• **Extracted text**
Building TafelTrainer #4: Evaluating learner performance in the Multiplication Trainer 

In the previous blog posts, we gave an insight in the process of designing and developing the Multiplication Trainer, a multiplication app that can help learners to automatise multiplications through repeated retrieval practice. As part of the design and implementation process, we conducted a pilot to test the system in over 500 primary school students. In the current blog, we will show you the final steps in the process of designing, building and improving the Multiplication Trainer: evaluating its effectiveness by diving in the learners’ data. This blogpost is written as a short, accessible version of a more comprehensive paper on the design, development and evaluation of the multiplication trainer.

Multiplication Trainer

The application enables learners to practice multiplication tables in three progressively more challenging levels. This design is intended to reflect a stepwise progression from the use of procedural knowledge to the recall of declarative knowledge. In all three levels, learners respond to a sequence of multiplication cues until they reach a mastery criterion. The levels differ in how items are scheduled and in how item mastery is assessed. We conducted the pilot in 12 primary schools in the Netherlands, with students aged 6–10 years old. Teachers were encouraged to include the application in their lesson plan during school hours, but determined themselves when and how much they used it. 

Intelligent scheduling algorithm

The design of the learning algorithm used in the multiplication trainer was explained in more detail in an earlier blog in this series. In short, learners started in level 1, where all multiplication items were introduced in a fixed order. Level one was primarily intended to introduce the items to learners:  Learners finished this level if they were able to give a single correct response for each of the multiplication items. Next, learners could progress to levels 2 and 3, where an intelligent item scheduling algorithm was used. The algorithm is based on a computer model of human memory, and tries to estimate and predict memory retrieval performance for each individual learner and each individual multiplication item. Learners completed the level whenever the algorithm estimated that for a specific learner, all multiplication items were unlikely to be forgotten in the next 24 hours. Level 3 was more challenging than level 2, as a time limit of 8 seconds was introduced to encourage learners to recall the correct answer for a multiplication item quickly. 

Learners’ usage and  evaluation of the system 


Figure 1 provides an overview of how students utilized the application. The students  had the freedom to decide when and what to study, with developers having no influence over their choices. During the 106-day pilot period, 547 active learners engaged with the application, collectively completing 218,430 practice trials across 12,160 sessions (as depicted in Figure 1a). On average, each learner spent approximately 45 minutes practicing multiplication over 17 sessions (as shown in Figure 1b). The duration of a session varied based on the learner’s performance, with the option to end the session before completing a level.

Figure 1: Usage of the application. a the total number of sessions initiated each day, b the number of sessions initiated by each learner, per level, c the number of trials in each session, per level.

Figure 2 illustrates the level completion rates, indicating the proportion of learners who completed a level after logging at least 10 trials. Completion rates were notably high in Level 1, averaging 90%, and remained relatively high in Levels 2 (78%) and 3 (77%).

• **Written problem**
Quote the stretch of the Multiplication Trainer post from "Building TafelTrainer #4: Evaluating" through "the multiplication trainer.". Work only from the Multiplication Trainer post, using nothing outside it.

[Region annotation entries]
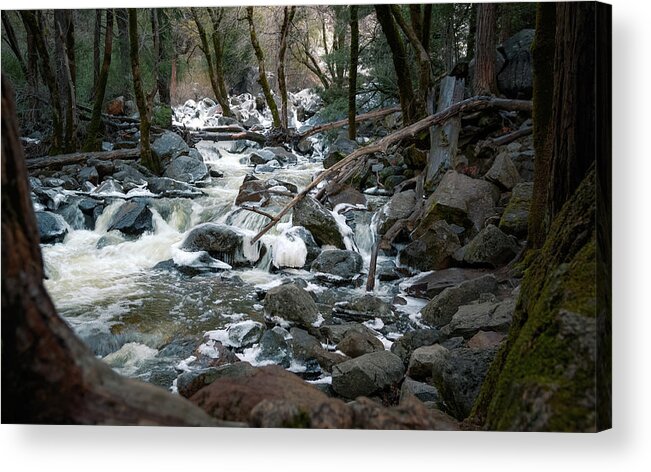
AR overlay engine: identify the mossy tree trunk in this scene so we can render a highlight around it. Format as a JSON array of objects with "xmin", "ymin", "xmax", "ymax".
[
  {"xmin": 84, "ymin": 9, "xmax": 113, "ymax": 151},
  {"xmin": 129, "ymin": 8, "xmax": 162, "ymax": 175},
  {"xmin": 348, "ymin": 5, "xmax": 359, "ymax": 139},
  {"xmin": 246, "ymin": 7, "xmax": 281, "ymax": 128}
]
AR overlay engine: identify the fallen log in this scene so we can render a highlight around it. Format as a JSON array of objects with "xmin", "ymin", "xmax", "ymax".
[
  {"xmin": 296, "ymin": 107, "xmax": 400, "ymax": 141},
  {"xmin": 26, "ymin": 148, "xmax": 140, "ymax": 172},
  {"xmin": 251, "ymin": 97, "xmax": 532, "ymax": 244}
]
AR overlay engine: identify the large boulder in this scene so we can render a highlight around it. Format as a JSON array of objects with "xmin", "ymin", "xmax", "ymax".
[
  {"xmin": 310, "ymin": 249, "xmax": 364, "ymax": 283},
  {"xmin": 398, "ymin": 220, "xmax": 461, "ymax": 271},
  {"xmin": 461, "ymin": 225, "xmax": 519, "ymax": 268},
  {"xmin": 497, "ymin": 29, "xmax": 535, "ymax": 100},
  {"xmin": 36, "ymin": 211, "xmax": 68, "ymax": 244},
  {"xmin": 108, "ymin": 200, "xmax": 154, "ymax": 236},
  {"xmin": 264, "ymin": 284, "xmax": 319, "ymax": 327},
  {"xmin": 332, "ymin": 351, "xmax": 405, "ymax": 399},
  {"xmin": 420, "ymin": 274, "xmax": 498, "ymax": 326},
  {"xmin": 499, "ymin": 182, "xmax": 533, "ymax": 239},
  {"xmin": 413, "ymin": 170, "xmax": 500, "ymax": 238},
  {"xmin": 292, "ymin": 196, "xmax": 346, "ymax": 249},
  {"xmin": 442, "ymin": 299, "xmax": 515, "ymax": 339}
]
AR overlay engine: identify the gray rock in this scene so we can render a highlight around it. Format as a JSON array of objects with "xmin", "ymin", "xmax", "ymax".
[
  {"xmin": 310, "ymin": 249, "xmax": 364, "ymax": 282},
  {"xmin": 337, "ymin": 330, "xmax": 384, "ymax": 358},
  {"xmin": 108, "ymin": 200, "xmax": 154, "ymax": 236},
  {"xmin": 421, "ymin": 274, "xmax": 497, "ymax": 326},
  {"xmin": 463, "ymin": 225, "xmax": 519, "ymax": 268},
  {"xmin": 264, "ymin": 284, "xmax": 319, "ymax": 327},
  {"xmin": 332, "ymin": 351, "xmax": 405, "ymax": 399},
  {"xmin": 398, "ymin": 220, "xmax": 461, "ymax": 271},
  {"xmin": 407, "ymin": 344, "xmax": 448, "ymax": 380},
  {"xmin": 442, "ymin": 299, "xmax": 515, "ymax": 339},
  {"xmin": 499, "ymin": 182, "xmax": 533, "ymax": 239},
  {"xmin": 391, "ymin": 329, "xmax": 441, "ymax": 365},
  {"xmin": 432, "ymin": 348, "xmax": 497, "ymax": 420},
  {"xmin": 292, "ymin": 196, "xmax": 346, "ymax": 249},
  {"xmin": 484, "ymin": 151, "xmax": 520, "ymax": 190},
  {"xmin": 35, "ymin": 211, "xmax": 68, "ymax": 244}
]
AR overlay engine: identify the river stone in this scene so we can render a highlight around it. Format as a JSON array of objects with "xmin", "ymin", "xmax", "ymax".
[
  {"xmin": 432, "ymin": 348, "xmax": 497, "ymax": 420},
  {"xmin": 412, "ymin": 170, "xmax": 500, "ymax": 238},
  {"xmin": 378, "ymin": 190, "xmax": 416, "ymax": 234},
  {"xmin": 462, "ymin": 225, "xmax": 519, "ymax": 268},
  {"xmin": 332, "ymin": 350, "xmax": 405, "ymax": 399},
  {"xmin": 35, "ymin": 211, "xmax": 68, "ymax": 244},
  {"xmin": 151, "ymin": 131, "xmax": 190, "ymax": 164},
  {"xmin": 337, "ymin": 330, "xmax": 384, "ymax": 358},
  {"xmin": 499, "ymin": 182, "xmax": 533, "ymax": 239},
  {"xmin": 442, "ymin": 299, "xmax": 515, "ymax": 339},
  {"xmin": 264, "ymin": 284, "xmax": 319, "ymax": 327},
  {"xmin": 484, "ymin": 151, "xmax": 520, "ymax": 191},
  {"xmin": 391, "ymin": 329, "xmax": 442, "ymax": 366},
  {"xmin": 292, "ymin": 196, "xmax": 346, "ymax": 249},
  {"xmin": 420, "ymin": 274, "xmax": 498, "ymax": 326},
  {"xmin": 108, "ymin": 200, "xmax": 154, "ymax": 236},
  {"xmin": 163, "ymin": 149, "xmax": 208, "ymax": 183},
  {"xmin": 407, "ymin": 344, "xmax": 448, "ymax": 380},
  {"xmin": 398, "ymin": 220, "xmax": 461, "ymax": 271}
]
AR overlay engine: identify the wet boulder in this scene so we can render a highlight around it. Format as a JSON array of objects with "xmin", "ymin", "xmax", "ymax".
[
  {"xmin": 499, "ymin": 182, "xmax": 533, "ymax": 239},
  {"xmin": 108, "ymin": 200, "xmax": 154, "ymax": 236},
  {"xmin": 461, "ymin": 225, "xmax": 519, "ymax": 268},
  {"xmin": 264, "ymin": 284, "xmax": 319, "ymax": 327},
  {"xmin": 36, "ymin": 211, "xmax": 68, "ymax": 244},
  {"xmin": 421, "ymin": 274, "xmax": 498, "ymax": 326},
  {"xmin": 398, "ymin": 220, "xmax": 461, "ymax": 271},
  {"xmin": 332, "ymin": 350, "xmax": 405, "ymax": 399},
  {"xmin": 292, "ymin": 196, "xmax": 346, "ymax": 249},
  {"xmin": 310, "ymin": 249, "xmax": 364, "ymax": 283}
]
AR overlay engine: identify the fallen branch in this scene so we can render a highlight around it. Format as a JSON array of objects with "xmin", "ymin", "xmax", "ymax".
[
  {"xmin": 296, "ymin": 107, "xmax": 400, "ymax": 141},
  {"xmin": 26, "ymin": 148, "xmax": 140, "ymax": 172},
  {"xmin": 251, "ymin": 97, "xmax": 532, "ymax": 244}
]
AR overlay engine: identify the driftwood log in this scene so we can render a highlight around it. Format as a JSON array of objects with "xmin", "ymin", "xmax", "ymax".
[
  {"xmin": 2, "ymin": 77, "xmax": 241, "ymax": 426},
  {"xmin": 251, "ymin": 96, "xmax": 532, "ymax": 244}
]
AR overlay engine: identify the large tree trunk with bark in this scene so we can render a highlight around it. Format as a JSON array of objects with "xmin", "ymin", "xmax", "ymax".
[
  {"xmin": 84, "ymin": 9, "xmax": 113, "ymax": 151},
  {"xmin": 473, "ymin": 3, "xmax": 497, "ymax": 95},
  {"xmin": 348, "ymin": 5, "xmax": 359, "ymax": 139},
  {"xmin": 246, "ymin": 7, "xmax": 281, "ymax": 128},
  {"xmin": 2, "ymin": 77, "xmax": 239, "ymax": 426},
  {"xmin": 129, "ymin": 8, "xmax": 162, "ymax": 175}
]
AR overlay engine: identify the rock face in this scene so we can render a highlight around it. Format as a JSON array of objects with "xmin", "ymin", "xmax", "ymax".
[
  {"xmin": 311, "ymin": 249, "xmax": 364, "ymax": 282},
  {"xmin": 399, "ymin": 220, "xmax": 461, "ymax": 271},
  {"xmin": 443, "ymin": 300, "xmax": 515, "ymax": 339},
  {"xmin": 484, "ymin": 152, "xmax": 520, "ymax": 190},
  {"xmin": 292, "ymin": 196, "xmax": 346, "ymax": 249},
  {"xmin": 413, "ymin": 170, "xmax": 500, "ymax": 237},
  {"xmin": 36, "ymin": 211, "xmax": 68, "ymax": 244},
  {"xmin": 497, "ymin": 29, "xmax": 535, "ymax": 100},
  {"xmin": 462, "ymin": 225, "xmax": 519, "ymax": 268},
  {"xmin": 108, "ymin": 200, "xmax": 154, "ymax": 236},
  {"xmin": 421, "ymin": 274, "xmax": 497, "ymax": 326},
  {"xmin": 499, "ymin": 182, "xmax": 533, "ymax": 239},
  {"xmin": 264, "ymin": 284, "xmax": 319, "ymax": 327},
  {"xmin": 332, "ymin": 351, "xmax": 405, "ymax": 399},
  {"xmin": 432, "ymin": 347, "xmax": 497, "ymax": 420}
]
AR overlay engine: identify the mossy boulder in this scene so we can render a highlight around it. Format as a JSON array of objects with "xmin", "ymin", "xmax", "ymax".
[{"xmin": 472, "ymin": 171, "xmax": 609, "ymax": 431}]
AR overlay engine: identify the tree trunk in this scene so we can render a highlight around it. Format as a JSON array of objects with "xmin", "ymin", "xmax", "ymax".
[
  {"xmin": 246, "ymin": 7, "xmax": 281, "ymax": 128},
  {"xmin": 473, "ymin": 3, "xmax": 497, "ymax": 95},
  {"xmin": 1, "ymin": 76, "xmax": 239, "ymax": 426},
  {"xmin": 129, "ymin": 8, "xmax": 162, "ymax": 175},
  {"xmin": 278, "ymin": 6, "xmax": 296, "ymax": 133},
  {"xmin": 348, "ymin": 5, "xmax": 359, "ymax": 140},
  {"xmin": 375, "ymin": 5, "xmax": 419, "ymax": 124},
  {"xmin": 84, "ymin": 9, "xmax": 113, "ymax": 151}
]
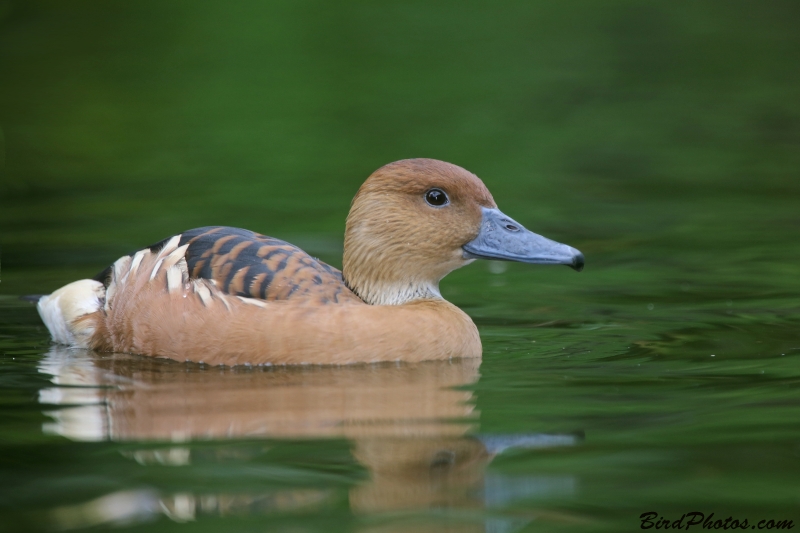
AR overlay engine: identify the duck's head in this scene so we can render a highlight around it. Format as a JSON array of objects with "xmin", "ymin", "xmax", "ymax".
[{"xmin": 342, "ymin": 159, "xmax": 583, "ymax": 305}]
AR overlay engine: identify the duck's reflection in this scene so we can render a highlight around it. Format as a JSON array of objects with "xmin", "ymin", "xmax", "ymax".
[{"xmin": 39, "ymin": 348, "xmax": 575, "ymax": 531}]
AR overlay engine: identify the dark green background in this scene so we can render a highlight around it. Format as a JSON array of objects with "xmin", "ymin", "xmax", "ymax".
[{"xmin": 0, "ymin": 0, "xmax": 800, "ymax": 531}]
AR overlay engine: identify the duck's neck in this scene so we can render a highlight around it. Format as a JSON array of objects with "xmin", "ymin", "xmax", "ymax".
[{"xmin": 344, "ymin": 274, "xmax": 442, "ymax": 305}]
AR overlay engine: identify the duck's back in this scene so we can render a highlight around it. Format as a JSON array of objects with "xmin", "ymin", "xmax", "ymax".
[{"xmin": 95, "ymin": 226, "xmax": 361, "ymax": 304}]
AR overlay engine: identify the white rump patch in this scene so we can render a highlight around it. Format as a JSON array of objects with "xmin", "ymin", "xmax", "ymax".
[{"xmin": 36, "ymin": 278, "xmax": 104, "ymax": 348}]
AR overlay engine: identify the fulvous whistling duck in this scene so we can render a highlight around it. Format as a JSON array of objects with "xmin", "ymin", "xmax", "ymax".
[{"xmin": 38, "ymin": 159, "xmax": 584, "ymax": 365}]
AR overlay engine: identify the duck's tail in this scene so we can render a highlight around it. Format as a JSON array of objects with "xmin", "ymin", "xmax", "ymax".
[{"xmin": 36, "ymin": 279, "xmax": 106, "ymax": 348}]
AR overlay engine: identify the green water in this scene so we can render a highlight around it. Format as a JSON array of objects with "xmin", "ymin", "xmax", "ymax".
[{"xmin": 0, "ymin": 0, "xmax": 800, "ymax": 533}]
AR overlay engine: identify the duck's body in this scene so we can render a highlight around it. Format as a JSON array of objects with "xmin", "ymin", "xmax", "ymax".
[{"xmin": 39, "ymin": 159, "xmax": 583, "ymax": 365}]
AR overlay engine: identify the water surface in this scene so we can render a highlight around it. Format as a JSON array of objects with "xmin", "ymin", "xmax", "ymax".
[{"xmin": 0, "ymin": 0, "xmax": 800, "ymax": 533}]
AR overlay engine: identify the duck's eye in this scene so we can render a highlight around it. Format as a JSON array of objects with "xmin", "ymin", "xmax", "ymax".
[{"xmin": 425, "ymin": 189, "xmax": 450, "ymax": 207}]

• **Written solution**
Building TafelTrainer #4: Evaluating learner performance in the Multiplication Trainer 

In the previous blog posts, we gave an insight in the process of designing and developing the Multiplication Trainer, a multiplication app that can help learners to automatise multiplications through repeated retrieval practice. As part of the design and implementation process, we conducted a pilot to test the system in over 500 primary school students. In the current blog, we will show you the final steps in the process of designing, building and improving the Multiplication Trainer: evaluating its effectiveness by diving in the learners’ data. This blogpost is written as a short, accessible version of a more comprehensive paper on the design, development and evaluation of the multiplication trainer.